For the listing underneath, give the count of lines containing the string "grey" and nothing further.

● ● ● ●

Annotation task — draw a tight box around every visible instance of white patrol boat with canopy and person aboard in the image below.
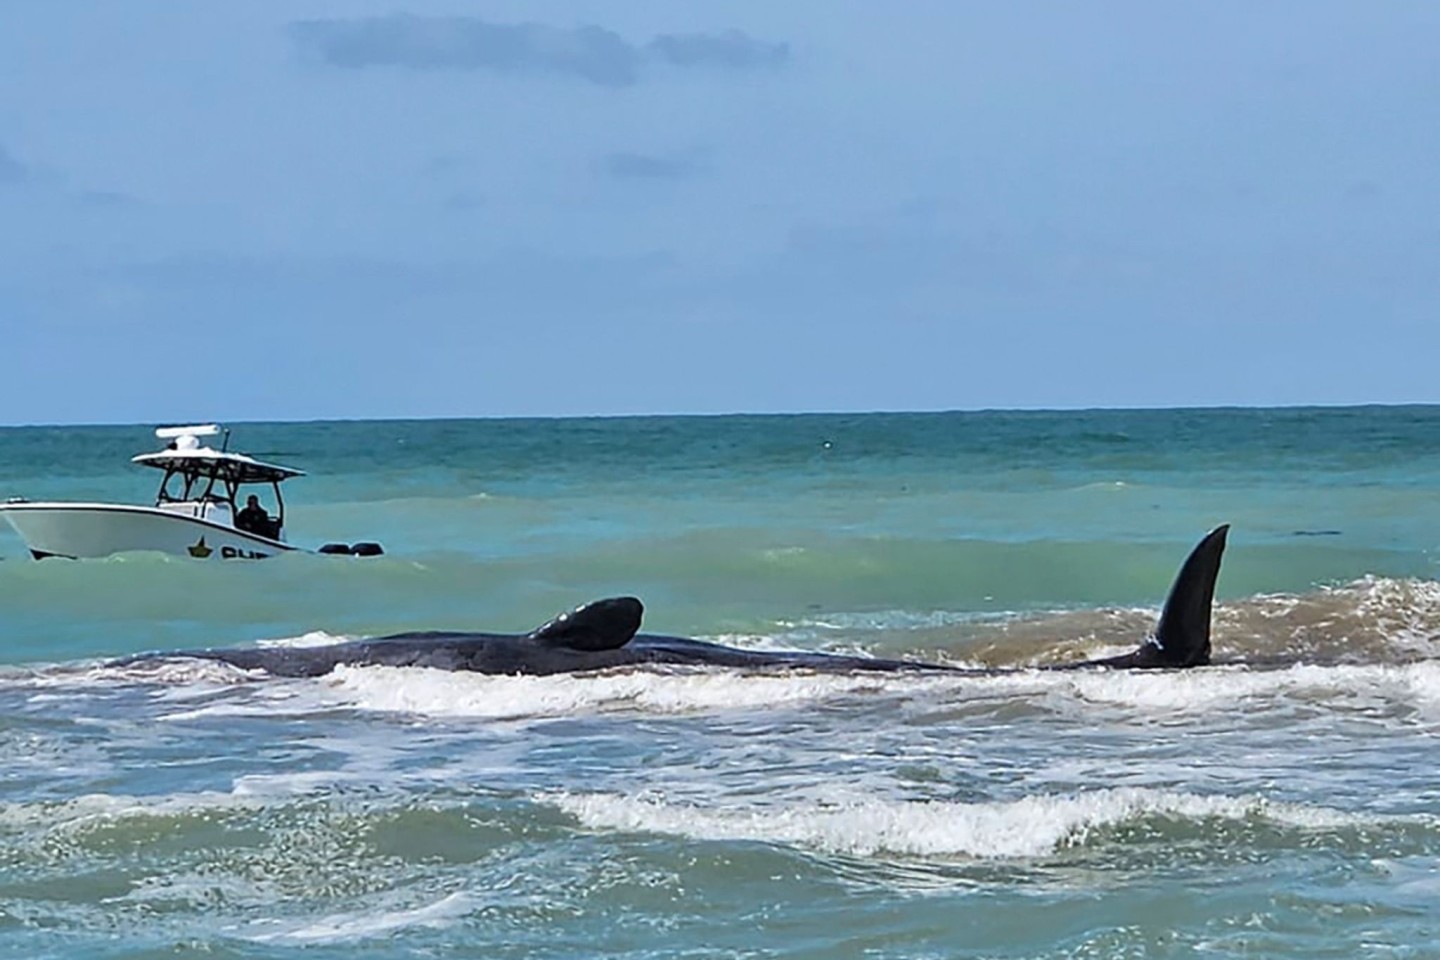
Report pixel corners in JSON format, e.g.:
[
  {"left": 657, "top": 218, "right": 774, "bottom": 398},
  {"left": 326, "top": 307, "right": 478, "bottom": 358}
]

● ● ● ●

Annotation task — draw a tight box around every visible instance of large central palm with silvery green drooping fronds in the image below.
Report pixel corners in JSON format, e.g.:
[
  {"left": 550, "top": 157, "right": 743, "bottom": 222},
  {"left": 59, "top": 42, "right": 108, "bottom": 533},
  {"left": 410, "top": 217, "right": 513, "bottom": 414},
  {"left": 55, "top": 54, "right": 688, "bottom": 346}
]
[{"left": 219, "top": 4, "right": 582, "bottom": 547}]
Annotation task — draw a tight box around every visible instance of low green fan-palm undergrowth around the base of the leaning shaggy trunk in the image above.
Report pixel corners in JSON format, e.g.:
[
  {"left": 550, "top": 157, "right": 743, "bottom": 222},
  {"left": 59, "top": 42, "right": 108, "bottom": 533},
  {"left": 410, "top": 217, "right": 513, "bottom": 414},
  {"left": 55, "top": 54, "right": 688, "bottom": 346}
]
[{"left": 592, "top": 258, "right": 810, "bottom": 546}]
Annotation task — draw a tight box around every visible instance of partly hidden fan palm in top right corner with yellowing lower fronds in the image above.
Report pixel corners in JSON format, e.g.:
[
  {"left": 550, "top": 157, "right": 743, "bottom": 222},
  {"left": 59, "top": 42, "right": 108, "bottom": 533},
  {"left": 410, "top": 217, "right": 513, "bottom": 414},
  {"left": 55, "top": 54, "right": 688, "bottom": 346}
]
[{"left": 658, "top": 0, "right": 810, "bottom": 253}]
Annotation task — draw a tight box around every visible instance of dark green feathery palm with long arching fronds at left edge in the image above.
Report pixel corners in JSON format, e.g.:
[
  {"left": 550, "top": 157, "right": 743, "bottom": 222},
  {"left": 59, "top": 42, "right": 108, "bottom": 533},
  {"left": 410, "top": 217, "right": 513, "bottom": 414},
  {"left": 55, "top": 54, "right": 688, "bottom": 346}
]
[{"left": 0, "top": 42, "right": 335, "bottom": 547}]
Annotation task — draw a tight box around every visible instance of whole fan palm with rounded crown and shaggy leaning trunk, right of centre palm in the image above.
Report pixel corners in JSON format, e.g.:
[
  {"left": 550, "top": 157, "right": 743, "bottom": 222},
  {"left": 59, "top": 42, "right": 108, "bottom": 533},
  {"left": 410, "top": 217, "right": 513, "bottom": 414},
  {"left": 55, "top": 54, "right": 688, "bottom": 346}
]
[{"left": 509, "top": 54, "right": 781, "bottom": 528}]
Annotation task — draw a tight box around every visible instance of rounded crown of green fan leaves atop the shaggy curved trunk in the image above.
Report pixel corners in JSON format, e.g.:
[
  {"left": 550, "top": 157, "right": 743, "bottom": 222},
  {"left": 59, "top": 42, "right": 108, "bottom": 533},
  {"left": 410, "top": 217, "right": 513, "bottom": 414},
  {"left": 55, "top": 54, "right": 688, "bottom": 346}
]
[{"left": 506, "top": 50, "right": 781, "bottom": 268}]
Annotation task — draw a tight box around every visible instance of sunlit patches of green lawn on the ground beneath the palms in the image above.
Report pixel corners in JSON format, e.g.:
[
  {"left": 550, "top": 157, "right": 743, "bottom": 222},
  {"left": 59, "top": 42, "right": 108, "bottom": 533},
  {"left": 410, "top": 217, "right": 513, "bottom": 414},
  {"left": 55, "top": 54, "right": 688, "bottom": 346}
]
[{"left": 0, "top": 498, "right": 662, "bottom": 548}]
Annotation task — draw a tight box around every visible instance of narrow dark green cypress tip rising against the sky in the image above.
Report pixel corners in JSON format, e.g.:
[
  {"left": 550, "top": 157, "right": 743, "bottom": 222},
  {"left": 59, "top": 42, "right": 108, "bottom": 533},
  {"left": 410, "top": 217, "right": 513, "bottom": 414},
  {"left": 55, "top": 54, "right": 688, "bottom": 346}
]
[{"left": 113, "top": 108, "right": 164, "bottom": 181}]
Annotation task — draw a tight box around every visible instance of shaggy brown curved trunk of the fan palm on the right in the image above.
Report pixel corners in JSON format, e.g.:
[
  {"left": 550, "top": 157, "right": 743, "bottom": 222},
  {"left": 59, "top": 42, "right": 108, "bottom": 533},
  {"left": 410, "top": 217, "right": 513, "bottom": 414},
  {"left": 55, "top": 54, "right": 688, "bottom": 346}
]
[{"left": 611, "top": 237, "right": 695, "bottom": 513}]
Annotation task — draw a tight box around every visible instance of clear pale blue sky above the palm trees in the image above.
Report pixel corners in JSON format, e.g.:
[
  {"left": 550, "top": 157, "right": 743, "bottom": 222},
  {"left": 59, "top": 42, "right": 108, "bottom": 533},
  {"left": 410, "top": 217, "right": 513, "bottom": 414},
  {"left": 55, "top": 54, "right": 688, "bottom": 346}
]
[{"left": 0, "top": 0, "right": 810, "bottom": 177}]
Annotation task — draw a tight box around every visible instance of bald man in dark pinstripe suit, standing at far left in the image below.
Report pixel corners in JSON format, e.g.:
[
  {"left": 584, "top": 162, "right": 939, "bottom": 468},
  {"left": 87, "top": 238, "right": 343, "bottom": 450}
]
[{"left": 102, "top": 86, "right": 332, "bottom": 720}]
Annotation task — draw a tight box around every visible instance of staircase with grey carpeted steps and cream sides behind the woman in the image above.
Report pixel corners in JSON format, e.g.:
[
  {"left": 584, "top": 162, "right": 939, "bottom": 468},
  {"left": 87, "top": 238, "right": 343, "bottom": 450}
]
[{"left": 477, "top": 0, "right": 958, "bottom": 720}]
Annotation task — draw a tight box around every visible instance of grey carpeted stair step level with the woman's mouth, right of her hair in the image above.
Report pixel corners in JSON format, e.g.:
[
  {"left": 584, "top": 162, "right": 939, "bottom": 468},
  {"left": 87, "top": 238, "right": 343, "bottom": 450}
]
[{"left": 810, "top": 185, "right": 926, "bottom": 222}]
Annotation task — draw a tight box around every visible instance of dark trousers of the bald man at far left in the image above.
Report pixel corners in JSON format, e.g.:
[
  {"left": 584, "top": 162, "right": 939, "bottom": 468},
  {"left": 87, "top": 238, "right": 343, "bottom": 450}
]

● ● ● ●

- EXERCISE SOLUTION: 2